··· Data shown ···

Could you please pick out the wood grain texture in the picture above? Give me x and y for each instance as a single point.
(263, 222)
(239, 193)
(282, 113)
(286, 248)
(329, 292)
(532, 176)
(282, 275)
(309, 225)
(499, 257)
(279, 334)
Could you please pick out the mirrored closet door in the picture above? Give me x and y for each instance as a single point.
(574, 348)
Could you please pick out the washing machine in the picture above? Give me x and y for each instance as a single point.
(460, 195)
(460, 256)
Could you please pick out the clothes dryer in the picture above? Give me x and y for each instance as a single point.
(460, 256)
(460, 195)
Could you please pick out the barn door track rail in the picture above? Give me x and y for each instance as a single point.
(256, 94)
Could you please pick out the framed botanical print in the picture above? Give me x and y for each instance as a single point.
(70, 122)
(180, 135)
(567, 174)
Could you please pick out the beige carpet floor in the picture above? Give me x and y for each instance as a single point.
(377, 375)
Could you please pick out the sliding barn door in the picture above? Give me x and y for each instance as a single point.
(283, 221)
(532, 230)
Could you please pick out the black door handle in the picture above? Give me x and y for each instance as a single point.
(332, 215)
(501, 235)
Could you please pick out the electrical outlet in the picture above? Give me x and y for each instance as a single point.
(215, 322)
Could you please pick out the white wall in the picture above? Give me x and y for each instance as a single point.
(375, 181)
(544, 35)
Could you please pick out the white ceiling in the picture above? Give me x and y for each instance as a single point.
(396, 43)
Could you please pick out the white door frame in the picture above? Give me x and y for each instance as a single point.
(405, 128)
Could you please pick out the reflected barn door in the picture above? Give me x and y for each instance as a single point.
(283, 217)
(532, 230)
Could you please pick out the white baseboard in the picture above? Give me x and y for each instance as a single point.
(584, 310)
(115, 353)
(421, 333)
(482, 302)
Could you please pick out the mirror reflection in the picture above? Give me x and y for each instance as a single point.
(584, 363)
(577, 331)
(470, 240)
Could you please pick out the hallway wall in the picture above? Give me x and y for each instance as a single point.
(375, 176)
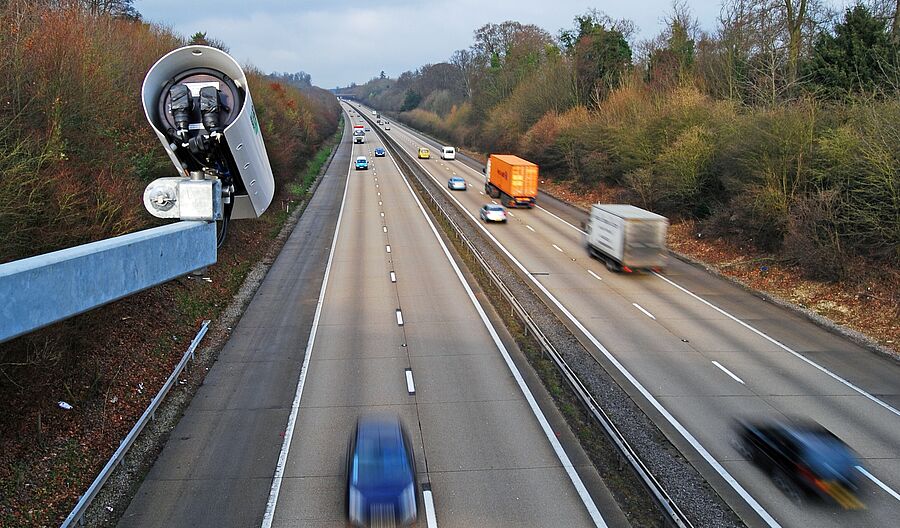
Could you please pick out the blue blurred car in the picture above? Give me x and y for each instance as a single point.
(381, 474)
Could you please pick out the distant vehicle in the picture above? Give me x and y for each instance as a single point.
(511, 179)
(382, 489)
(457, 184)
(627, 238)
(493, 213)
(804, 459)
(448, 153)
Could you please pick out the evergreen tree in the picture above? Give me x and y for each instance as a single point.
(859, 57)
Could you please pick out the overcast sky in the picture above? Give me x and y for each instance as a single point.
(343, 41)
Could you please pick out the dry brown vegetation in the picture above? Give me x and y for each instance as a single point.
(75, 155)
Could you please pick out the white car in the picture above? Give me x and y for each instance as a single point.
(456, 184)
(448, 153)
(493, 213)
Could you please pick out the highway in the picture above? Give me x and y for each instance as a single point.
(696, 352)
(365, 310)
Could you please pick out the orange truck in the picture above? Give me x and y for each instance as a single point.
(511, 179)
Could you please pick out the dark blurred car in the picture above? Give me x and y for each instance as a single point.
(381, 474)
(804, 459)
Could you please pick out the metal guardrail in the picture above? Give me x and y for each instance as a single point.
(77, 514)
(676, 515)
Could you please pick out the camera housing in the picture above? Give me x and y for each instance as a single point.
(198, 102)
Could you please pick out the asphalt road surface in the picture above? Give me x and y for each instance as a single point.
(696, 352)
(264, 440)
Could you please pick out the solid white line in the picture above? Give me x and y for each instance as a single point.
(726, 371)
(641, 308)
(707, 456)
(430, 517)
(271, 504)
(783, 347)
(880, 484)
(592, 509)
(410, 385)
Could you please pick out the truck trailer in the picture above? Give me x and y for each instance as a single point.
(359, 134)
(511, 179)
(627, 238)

···
··· Data shown ···

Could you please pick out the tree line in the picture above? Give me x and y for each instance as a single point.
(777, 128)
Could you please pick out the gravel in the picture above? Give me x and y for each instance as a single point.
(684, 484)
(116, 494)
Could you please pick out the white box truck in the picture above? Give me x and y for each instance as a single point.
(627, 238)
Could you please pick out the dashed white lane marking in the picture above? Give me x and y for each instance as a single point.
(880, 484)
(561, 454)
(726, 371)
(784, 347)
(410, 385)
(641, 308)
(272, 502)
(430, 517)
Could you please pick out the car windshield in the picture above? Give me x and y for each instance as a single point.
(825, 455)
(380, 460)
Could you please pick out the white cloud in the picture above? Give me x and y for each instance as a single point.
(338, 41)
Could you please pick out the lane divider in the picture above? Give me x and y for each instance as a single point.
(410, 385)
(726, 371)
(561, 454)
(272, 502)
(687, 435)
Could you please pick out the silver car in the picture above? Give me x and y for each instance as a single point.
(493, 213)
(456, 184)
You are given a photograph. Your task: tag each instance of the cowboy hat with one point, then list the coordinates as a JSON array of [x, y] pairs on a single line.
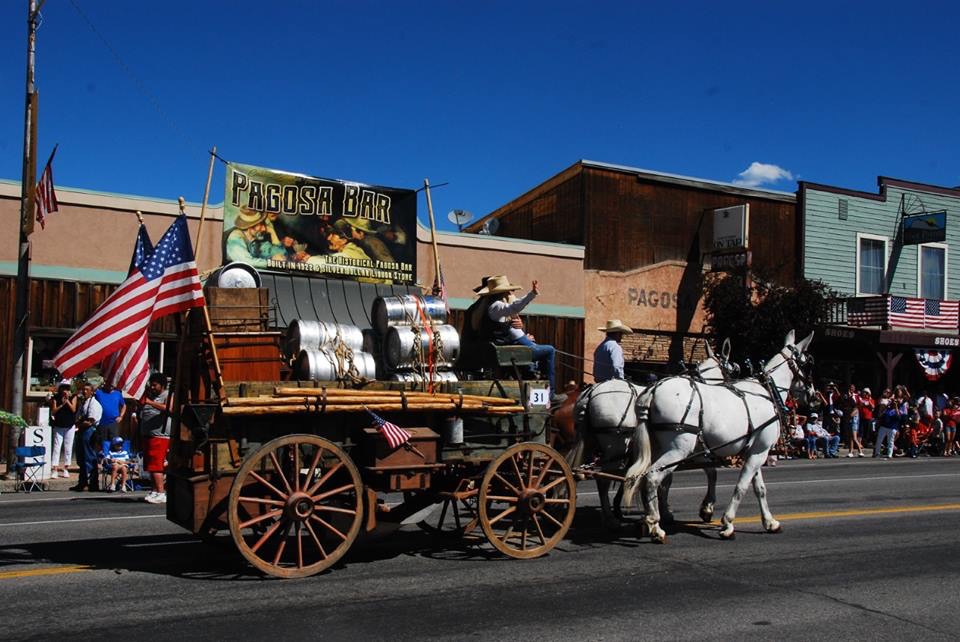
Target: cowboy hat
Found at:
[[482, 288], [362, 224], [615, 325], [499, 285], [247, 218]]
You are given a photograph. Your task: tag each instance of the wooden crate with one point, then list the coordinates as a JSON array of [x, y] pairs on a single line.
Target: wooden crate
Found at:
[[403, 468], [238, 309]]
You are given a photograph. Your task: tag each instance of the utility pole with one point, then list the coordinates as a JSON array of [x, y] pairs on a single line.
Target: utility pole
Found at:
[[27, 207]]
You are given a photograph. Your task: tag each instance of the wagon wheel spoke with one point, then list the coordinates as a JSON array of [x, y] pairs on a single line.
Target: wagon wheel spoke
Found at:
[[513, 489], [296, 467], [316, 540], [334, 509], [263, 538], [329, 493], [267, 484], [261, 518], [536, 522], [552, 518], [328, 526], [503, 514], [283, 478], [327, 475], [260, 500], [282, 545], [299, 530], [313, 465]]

···
··· Data shown ···

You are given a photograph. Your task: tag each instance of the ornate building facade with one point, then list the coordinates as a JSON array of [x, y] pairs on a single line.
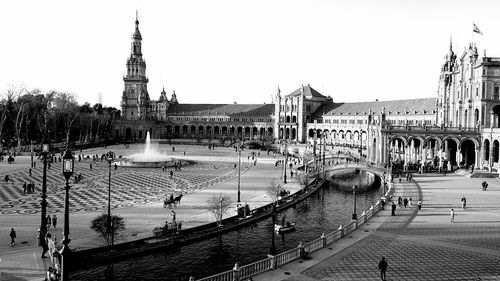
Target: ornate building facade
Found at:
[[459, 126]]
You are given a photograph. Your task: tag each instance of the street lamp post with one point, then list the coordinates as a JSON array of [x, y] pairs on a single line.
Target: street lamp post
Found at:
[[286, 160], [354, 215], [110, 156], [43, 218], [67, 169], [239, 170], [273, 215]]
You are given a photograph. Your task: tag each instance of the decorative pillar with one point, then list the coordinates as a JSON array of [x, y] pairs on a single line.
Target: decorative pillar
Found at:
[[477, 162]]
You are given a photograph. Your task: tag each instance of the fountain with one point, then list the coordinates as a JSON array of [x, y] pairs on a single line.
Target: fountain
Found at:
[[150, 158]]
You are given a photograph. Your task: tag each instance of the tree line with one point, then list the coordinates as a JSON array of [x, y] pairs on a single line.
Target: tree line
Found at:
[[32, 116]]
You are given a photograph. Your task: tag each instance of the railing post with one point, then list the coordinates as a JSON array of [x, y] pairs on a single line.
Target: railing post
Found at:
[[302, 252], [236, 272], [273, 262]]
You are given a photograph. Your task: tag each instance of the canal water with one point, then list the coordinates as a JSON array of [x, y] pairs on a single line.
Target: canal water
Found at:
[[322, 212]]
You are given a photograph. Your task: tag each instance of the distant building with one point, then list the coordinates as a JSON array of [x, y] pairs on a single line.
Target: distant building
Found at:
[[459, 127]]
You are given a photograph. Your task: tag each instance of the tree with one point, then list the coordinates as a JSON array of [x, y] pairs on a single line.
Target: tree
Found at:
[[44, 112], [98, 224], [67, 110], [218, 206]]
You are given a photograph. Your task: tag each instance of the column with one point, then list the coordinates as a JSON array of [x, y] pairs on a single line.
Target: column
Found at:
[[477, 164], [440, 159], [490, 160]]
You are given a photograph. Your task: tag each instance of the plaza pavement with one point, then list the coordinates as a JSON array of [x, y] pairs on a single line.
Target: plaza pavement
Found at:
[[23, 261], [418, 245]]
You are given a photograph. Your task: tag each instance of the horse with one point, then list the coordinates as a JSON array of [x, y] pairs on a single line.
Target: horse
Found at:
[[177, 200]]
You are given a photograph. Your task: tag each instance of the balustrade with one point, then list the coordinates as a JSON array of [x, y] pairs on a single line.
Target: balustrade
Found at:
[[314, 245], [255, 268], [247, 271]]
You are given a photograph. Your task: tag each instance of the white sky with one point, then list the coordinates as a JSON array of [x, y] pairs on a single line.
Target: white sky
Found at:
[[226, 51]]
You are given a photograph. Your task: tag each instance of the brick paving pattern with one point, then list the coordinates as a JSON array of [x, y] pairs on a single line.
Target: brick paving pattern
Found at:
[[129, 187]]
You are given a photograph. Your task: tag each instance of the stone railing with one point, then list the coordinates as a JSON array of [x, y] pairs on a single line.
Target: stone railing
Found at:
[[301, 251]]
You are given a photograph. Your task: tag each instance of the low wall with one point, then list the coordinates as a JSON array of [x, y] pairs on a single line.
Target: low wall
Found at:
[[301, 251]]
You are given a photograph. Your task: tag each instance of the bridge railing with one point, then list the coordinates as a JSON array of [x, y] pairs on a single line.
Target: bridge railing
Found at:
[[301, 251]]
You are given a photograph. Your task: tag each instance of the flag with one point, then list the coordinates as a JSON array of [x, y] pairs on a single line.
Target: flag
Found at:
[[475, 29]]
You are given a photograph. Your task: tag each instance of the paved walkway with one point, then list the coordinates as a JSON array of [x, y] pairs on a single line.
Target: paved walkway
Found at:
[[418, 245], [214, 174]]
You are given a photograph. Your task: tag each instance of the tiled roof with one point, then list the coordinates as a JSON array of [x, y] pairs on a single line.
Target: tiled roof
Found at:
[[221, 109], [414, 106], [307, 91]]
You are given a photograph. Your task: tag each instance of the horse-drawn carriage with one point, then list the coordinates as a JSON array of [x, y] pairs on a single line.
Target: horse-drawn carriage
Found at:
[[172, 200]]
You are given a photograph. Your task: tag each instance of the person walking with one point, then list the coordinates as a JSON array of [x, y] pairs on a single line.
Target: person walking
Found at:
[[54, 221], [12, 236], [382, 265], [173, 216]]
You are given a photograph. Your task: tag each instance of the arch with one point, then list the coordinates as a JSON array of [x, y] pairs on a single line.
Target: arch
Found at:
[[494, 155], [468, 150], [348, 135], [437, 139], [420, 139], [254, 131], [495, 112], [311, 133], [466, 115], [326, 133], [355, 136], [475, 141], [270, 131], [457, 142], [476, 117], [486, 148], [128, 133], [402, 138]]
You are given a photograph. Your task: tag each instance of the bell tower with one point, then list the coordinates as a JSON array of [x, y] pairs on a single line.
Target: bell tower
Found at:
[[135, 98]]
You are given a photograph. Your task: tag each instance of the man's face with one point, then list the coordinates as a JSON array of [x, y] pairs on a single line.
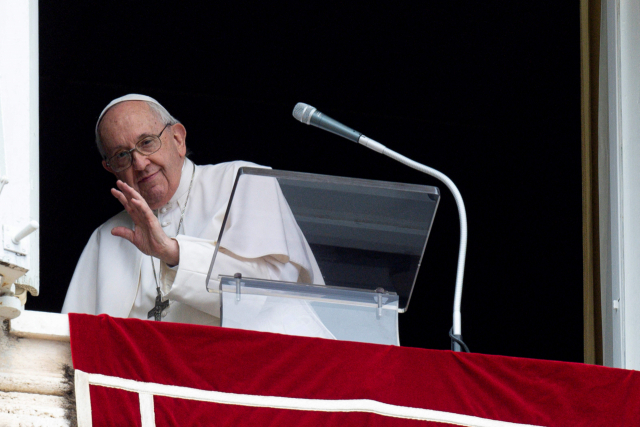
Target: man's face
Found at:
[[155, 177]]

···

Problem to solve:
Each line holding the word "plaza" must be pulled from the records.

Completed task:
You are given a photograph. Your task: tag each instance of the plaza pavement with one point, then list the coordinates as a JSON array of [x, y] pairs on a single line.
Target: plaza pavement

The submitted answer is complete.